▸ **Data shown**:
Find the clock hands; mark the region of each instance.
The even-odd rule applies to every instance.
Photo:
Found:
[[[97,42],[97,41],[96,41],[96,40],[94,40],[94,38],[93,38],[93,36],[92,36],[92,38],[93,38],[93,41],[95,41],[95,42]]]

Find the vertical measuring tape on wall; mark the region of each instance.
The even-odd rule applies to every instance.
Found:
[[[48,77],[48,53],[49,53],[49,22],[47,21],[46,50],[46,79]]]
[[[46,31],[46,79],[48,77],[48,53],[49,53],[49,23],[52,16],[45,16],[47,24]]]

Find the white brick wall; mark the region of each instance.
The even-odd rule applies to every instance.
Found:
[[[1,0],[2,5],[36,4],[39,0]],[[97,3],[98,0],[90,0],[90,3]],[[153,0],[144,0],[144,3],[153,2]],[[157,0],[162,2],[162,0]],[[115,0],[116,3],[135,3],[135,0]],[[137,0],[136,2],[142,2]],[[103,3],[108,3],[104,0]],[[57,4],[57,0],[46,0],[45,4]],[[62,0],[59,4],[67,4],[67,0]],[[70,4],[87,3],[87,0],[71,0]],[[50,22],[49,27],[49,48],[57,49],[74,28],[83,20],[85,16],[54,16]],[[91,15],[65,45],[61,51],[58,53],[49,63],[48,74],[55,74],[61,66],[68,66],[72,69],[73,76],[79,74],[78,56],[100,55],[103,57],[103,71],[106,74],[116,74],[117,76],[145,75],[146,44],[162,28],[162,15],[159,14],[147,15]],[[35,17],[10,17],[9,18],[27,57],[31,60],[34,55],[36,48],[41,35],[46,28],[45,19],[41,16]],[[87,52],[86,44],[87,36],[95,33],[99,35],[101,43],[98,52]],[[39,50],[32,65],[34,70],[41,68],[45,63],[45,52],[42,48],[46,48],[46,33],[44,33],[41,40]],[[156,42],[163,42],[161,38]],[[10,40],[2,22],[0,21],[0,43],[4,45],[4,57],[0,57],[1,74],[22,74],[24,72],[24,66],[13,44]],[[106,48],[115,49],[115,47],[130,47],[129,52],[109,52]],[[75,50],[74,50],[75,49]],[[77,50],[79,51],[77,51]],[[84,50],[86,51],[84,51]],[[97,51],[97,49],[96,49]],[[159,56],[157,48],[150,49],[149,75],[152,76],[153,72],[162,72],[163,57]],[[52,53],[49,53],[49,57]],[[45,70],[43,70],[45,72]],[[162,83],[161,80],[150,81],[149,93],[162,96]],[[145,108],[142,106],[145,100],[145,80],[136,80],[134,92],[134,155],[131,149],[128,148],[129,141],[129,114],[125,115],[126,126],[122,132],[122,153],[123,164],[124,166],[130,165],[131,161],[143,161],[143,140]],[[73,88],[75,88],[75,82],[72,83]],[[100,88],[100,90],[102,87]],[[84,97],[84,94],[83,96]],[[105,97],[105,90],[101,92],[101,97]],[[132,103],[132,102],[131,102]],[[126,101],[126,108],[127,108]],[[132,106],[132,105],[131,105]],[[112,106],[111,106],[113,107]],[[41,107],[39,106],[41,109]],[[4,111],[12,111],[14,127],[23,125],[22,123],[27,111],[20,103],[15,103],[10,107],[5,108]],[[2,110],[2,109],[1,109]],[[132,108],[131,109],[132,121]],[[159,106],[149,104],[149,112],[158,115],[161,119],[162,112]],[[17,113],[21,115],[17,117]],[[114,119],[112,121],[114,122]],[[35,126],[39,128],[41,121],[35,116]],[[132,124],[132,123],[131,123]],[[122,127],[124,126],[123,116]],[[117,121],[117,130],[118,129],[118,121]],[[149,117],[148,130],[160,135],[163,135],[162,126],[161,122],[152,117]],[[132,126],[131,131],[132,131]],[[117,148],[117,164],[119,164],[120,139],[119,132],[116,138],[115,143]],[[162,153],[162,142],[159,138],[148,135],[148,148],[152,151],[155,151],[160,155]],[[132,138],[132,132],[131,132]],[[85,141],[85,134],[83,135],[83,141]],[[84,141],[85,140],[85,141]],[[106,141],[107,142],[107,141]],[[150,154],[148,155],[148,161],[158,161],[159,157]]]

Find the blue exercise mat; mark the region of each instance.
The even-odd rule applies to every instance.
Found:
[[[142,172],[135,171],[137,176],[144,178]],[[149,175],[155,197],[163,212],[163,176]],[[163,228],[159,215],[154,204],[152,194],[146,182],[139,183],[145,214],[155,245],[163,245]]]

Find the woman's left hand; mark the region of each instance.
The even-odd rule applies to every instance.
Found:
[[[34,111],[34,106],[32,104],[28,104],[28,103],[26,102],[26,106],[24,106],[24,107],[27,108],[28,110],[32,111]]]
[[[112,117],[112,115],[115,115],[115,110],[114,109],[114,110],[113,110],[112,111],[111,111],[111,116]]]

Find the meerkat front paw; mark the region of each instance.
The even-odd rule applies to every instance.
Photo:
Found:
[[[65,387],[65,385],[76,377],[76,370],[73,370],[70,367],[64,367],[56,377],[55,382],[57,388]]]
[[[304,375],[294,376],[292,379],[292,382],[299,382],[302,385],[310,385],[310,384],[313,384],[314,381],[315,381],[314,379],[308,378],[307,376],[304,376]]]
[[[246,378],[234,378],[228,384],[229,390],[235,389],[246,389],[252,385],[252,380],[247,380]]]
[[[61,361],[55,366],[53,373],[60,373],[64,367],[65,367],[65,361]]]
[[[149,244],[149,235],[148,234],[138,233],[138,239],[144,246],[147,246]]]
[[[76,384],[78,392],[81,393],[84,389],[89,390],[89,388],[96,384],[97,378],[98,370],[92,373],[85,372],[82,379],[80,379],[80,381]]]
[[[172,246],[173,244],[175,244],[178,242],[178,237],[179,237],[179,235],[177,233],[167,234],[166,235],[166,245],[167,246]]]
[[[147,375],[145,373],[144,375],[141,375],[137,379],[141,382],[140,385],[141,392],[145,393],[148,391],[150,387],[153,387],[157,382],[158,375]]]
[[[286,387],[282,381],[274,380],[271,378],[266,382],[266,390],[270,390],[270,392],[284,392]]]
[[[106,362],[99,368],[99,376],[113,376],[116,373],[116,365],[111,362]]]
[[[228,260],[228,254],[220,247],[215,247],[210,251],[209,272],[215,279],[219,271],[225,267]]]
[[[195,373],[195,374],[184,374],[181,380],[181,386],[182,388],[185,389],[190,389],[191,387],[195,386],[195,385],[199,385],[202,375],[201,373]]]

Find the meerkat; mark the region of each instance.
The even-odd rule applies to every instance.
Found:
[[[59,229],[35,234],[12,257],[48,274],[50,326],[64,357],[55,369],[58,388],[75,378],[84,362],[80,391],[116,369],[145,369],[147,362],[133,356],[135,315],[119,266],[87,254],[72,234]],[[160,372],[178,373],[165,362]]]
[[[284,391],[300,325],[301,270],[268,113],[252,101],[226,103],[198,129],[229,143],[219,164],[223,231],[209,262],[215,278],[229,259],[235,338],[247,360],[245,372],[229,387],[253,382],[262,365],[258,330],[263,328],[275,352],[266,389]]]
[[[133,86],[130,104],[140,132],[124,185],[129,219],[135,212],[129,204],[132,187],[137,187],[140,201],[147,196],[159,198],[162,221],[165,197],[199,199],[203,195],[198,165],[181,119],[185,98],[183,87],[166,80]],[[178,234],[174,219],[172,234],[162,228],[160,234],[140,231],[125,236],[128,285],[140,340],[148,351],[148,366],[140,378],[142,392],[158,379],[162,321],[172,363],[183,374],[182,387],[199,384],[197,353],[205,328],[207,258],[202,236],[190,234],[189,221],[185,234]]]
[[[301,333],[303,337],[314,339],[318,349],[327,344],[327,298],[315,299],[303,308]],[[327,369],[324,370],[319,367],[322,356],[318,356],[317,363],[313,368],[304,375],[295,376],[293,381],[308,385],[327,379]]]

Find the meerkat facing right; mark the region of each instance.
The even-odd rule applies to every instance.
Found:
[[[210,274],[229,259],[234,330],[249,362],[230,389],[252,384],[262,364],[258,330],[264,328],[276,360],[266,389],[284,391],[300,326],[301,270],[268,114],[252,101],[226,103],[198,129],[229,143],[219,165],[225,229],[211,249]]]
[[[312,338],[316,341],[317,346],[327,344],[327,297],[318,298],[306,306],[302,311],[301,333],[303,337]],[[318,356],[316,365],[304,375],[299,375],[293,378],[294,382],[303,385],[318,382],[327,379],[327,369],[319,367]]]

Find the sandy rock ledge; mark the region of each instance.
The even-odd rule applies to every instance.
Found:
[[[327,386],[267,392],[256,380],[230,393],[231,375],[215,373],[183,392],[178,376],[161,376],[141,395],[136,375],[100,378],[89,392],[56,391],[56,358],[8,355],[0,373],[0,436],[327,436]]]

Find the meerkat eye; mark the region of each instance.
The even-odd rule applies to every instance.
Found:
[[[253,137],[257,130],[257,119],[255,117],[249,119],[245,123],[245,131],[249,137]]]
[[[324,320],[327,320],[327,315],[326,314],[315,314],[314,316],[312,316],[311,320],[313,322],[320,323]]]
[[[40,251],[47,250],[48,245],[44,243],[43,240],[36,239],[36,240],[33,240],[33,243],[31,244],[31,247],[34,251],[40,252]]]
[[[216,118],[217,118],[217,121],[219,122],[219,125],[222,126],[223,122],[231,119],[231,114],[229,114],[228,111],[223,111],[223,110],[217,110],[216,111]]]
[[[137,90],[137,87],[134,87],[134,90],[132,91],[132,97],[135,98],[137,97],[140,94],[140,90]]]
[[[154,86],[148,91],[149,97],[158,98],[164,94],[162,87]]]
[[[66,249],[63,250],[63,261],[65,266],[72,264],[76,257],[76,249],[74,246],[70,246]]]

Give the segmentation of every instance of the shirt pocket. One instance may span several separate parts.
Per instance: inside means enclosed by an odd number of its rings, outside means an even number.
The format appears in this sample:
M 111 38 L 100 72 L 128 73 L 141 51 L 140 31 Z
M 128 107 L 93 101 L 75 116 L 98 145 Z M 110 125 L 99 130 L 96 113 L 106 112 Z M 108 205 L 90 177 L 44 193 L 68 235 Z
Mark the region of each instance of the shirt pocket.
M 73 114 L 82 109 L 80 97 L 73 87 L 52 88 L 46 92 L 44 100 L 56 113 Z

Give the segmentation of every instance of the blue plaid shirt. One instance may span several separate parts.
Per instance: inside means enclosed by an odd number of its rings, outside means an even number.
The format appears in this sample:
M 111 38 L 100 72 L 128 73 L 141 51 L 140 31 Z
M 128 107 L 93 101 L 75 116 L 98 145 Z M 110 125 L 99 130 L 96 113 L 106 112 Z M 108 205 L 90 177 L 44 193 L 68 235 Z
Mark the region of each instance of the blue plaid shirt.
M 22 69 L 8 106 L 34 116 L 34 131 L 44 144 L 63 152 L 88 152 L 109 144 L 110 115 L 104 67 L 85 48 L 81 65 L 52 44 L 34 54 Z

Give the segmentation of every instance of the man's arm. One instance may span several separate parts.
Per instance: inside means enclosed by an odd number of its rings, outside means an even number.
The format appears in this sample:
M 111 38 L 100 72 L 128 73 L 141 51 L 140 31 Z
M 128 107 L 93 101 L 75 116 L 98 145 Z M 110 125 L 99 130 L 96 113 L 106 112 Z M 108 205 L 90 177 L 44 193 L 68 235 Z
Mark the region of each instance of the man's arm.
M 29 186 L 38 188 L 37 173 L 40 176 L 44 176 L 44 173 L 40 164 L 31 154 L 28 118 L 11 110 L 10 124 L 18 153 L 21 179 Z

▸ **Problem statement**:
Your task is to transcribe the line containing "Give the segmentation of every instance of the shirt" and every line after it, through the last line of the data, exactly as written and with nothing more.

▸ **Worked solution**:
Give the segmentation of every instance of the shirt pocket. One instance may span several separate parts.
Per instance: inside means enclosed by an odd number of its rings, outside means an even number.
The format appears in this sample:
M 111 38 L 100 72 L 128 73 L 141 51 L 140 31 Z
M 128 107 L 93 101 L 75 116 L 98 145 Z M 110 125 L 99 130 L 96 113 L 106 112 Z M 108 205 L 90 177 L 44 193 L 68 235 Z
Mark the region of each instance of the shirt pocket.
M 73 114 L 82 109 L 80 97 L 73 87 L 52 88 L 46 92 L 44 100 L 56 113 Z

Give the segmentation of every instance of the blue plaid shirt. One instance may span several separate parts.
Per instance: inside means enclosed by an odd number of its rings, outside means an even number.
The format appears in this sample:
M 111 38 L 100 72 L 128 73 L 141 51 L 140 31 Z
M 128 107 L 93 101 L 75 116 L 98 145 Z M 110 125 L 99 130 L 96 113 L 106 112 Z M 108 205 L 90 177 L 44 193 L 68 235 Z
Mark the region of each instance of the blue plaid shirt.
M 22 69 L 8 106 L 34 116 L 34 131 L 44 144 L 63 152 L 88 152 L 109 144 L 110 115 L 104 67 L 85 48 L 81 65 L 52 44 L 34 54 Z

Give the segmentation of every instance of the man's arm. One instance may span several separate parts.
Per instance: inside means enclosed by an odd number of its rings, outside means an even number.
The format appears in this sample:
M 111 38 L 100 72 L 128 73 L 141 51 L 140 31 Z
M 128 107 L 93 101 L 75 116 L 98 145 Z M 110 125 L 99 130 L 96 113 L 106 112 Z M 108 205 L 90 177 L 44 193 L 68 235 Z
Mark the region of each instance of the man's arm.
M 29 186 L 38 188 L 37 173 L 40 176 L 44 176 L 44 173 L 40 164 L 31 154 L 28 118 L 11 110 L 10 124 L 18 153 L 21 179 Z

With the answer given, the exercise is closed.